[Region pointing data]
☆ ☆ ☆

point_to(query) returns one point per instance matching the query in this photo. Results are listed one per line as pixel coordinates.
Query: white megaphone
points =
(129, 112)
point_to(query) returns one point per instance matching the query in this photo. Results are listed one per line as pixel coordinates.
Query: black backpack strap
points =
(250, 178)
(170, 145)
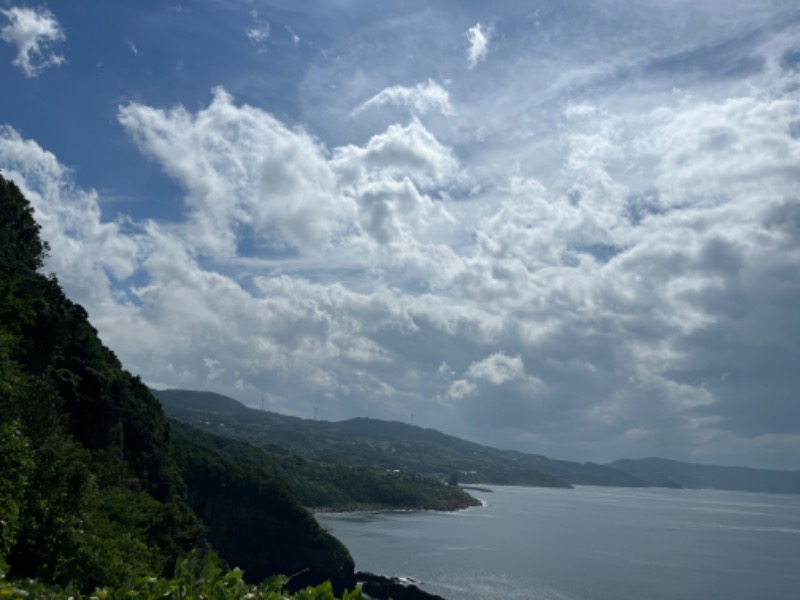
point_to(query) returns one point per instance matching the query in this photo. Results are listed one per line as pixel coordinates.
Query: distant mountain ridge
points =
(395, 445)
(383, 444)
(661, 472)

☆ ☆ ☆

• WHAT TO WORK ON
From the first line to the last, copy the records above exactly and leave out the pictures.

• WRITTEN RESPONSE
point_to(query) returns one point per instance matching the query in this photo. Results are listed one per line as pixel coordinates.
Query: white megaphone
points =
(129, 112)
point_to(query) returns one point per instance matching the query in this photo. Results are listed one per line as pixel coordinates.
Query: black backpack strap
points =
(250, 178)
(170, 145)
point_to(query) returns one point per instance matching the query in this photo. Results are listed one per line as pixel coordinates.
Query: distant mountain ridge
points =
(395, 445)
(383, 444)
(661, 472)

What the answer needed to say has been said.